Reproduce the records starting at the line containing "Expected: a point inside each instance of the black long-sleeve" and ending at the line containing "Target: road sign post", both included, requests and all but with the pictures left out. Multiply each coordinate in the answers by 0.95 and round to whole numbers, halves up, leaving the sample points in the requests as they are.

begin

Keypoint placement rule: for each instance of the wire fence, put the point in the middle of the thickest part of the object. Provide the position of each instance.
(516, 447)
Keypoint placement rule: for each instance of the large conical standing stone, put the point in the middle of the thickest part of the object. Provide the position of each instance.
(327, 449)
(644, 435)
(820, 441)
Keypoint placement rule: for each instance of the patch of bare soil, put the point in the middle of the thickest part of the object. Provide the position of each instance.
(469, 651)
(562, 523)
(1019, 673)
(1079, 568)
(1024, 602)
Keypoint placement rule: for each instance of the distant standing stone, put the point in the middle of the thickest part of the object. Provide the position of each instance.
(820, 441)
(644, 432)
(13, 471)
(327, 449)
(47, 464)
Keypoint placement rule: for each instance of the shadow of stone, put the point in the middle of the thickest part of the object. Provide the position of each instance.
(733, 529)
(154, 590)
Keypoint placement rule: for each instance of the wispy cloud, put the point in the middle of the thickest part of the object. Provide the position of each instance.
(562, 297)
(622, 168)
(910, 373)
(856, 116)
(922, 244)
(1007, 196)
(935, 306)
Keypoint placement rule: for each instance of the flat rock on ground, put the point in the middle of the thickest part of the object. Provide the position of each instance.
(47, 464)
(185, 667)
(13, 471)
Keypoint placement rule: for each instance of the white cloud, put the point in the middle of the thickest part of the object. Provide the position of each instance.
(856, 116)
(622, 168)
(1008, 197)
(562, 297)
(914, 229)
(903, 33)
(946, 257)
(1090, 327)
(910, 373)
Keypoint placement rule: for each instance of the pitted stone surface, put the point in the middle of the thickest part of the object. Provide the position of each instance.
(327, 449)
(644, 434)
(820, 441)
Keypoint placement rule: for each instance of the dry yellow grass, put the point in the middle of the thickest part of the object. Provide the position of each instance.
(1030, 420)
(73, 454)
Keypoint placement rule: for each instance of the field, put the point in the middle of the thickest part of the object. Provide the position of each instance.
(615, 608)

end
begin

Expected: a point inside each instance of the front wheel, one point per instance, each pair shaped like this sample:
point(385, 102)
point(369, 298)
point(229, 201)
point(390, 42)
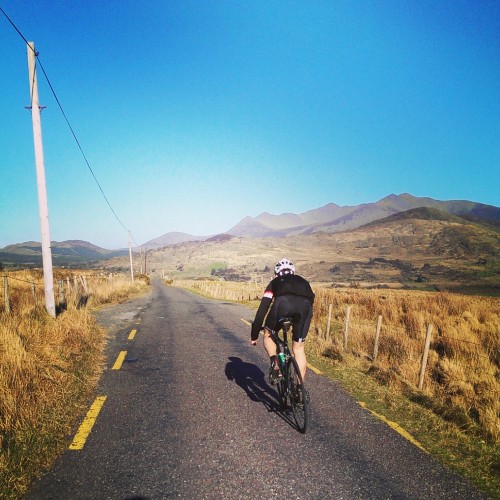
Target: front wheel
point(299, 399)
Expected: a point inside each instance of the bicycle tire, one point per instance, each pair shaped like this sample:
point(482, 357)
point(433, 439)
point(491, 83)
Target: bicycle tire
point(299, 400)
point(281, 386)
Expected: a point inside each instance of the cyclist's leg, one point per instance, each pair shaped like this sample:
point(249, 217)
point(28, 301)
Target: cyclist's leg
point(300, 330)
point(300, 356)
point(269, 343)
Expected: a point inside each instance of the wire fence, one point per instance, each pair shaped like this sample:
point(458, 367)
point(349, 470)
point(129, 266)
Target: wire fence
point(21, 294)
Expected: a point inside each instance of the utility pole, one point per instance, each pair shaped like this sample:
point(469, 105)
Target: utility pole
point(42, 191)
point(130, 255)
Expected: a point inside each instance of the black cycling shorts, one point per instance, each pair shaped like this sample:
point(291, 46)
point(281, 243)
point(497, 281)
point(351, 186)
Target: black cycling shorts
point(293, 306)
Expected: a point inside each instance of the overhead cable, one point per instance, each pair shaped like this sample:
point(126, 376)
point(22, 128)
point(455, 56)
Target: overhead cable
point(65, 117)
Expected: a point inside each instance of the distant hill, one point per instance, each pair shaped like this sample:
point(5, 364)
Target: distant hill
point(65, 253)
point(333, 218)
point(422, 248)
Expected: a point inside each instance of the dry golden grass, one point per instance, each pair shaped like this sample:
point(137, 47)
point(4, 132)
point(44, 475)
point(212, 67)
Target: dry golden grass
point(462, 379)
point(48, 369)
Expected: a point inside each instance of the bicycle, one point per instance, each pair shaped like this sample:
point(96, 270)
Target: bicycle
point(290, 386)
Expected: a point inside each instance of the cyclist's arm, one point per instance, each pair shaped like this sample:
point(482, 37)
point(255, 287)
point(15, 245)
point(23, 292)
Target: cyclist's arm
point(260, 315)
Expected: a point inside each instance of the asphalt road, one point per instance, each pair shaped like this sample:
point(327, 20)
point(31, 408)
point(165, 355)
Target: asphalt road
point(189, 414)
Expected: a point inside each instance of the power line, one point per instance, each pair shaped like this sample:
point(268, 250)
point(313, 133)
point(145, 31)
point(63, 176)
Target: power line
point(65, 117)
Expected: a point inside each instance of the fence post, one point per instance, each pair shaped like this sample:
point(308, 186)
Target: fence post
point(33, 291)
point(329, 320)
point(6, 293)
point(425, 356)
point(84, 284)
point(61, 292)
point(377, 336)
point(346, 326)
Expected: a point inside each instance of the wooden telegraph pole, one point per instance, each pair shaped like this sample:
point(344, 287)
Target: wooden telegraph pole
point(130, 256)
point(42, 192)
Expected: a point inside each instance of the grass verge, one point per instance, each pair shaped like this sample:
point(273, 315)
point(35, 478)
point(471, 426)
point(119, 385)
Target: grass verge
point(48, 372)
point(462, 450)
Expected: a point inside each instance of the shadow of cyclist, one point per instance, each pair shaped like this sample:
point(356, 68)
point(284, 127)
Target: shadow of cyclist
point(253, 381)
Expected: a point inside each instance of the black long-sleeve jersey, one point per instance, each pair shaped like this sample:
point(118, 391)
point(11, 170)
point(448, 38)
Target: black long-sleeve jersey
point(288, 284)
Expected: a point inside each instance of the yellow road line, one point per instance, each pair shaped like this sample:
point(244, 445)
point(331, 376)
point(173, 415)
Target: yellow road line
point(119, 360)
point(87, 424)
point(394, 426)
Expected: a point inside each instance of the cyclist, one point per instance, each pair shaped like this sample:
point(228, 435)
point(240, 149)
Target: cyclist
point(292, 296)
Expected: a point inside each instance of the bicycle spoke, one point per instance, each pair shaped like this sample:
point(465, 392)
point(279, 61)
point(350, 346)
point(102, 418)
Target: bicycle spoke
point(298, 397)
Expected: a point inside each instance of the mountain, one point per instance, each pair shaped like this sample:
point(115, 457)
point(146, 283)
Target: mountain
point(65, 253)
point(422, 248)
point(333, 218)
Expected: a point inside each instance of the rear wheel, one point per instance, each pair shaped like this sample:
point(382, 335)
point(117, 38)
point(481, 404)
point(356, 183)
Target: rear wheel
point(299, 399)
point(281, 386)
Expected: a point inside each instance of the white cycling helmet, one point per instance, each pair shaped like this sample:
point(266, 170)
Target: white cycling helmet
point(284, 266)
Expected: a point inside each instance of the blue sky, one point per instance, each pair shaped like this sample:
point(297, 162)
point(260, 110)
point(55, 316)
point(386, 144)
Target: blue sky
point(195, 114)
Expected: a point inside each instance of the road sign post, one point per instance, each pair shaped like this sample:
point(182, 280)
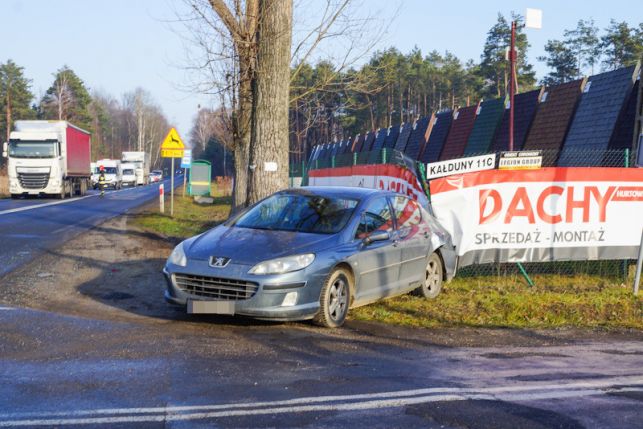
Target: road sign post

end

» Answer to this exercise:
Expected: a point inside each instance of the black long-sleeve jersey, one point per instance, each pair shaped like this sample:
point(118, 391)
point(11, 170)
point(448, 38)
Target: black long-sleeve jersey
point(274, 270)
Expected: a point inside each instance of the yellow road line, one point per instance, each pair shaped like this sample:
point(244, 445)
point(331, 376)
point(173, 415)
Target: yellow road line
point(113, 342)
point(83, 403)
point(374, 405)
Expected: a point inside each instance of the cyclist, one point per instance, each pair shaped like this sample:
point(228, 435)
point(240, 149)
Target: cyclist
point(277, 281)
Expected: a point inside each instance of the bicycle spoke, one point per instance, each pair shaped like this sample:
point(465, 392)
point(279, 61)
point(350, 346)
point(102, 418)
Target: bicycle spoke
point(283, 377)
Expected: a point inside each instance of the mountain, one point per instance, each pair shaped like this sample:
point(115, 457)
point(146, 283)
Target: mountain
point(62, 240)
point(401, 236)
point(316, 207)
Expected: a point inside each instance of the rear wheel, one point per instance, each pair shaped like this sample:
point(382, 335)
point(117, 38)
point(481, 404)
point(356, 183)
Target: rear wheel
point(284, 379)
point(267, 367)
Expected: a point inside each instance of the white cycling helmet, one point per instance, each pair shaped like this sample:
point(266, 170)
Target: white cycling helmet
point(270, 253)
Expected: a point inside each instance of the blue sky, one point per instance, each pair shaped like this sample:
point(297, 162)
point(260, 110)
point(55, 316)
point(386, 144)
Target: blue sky
point(185, 108)
Expected: a point inside each instance of the road sign post, one point per instance, each pair shaped like this sample:
point(182, 280)
Target: road sign post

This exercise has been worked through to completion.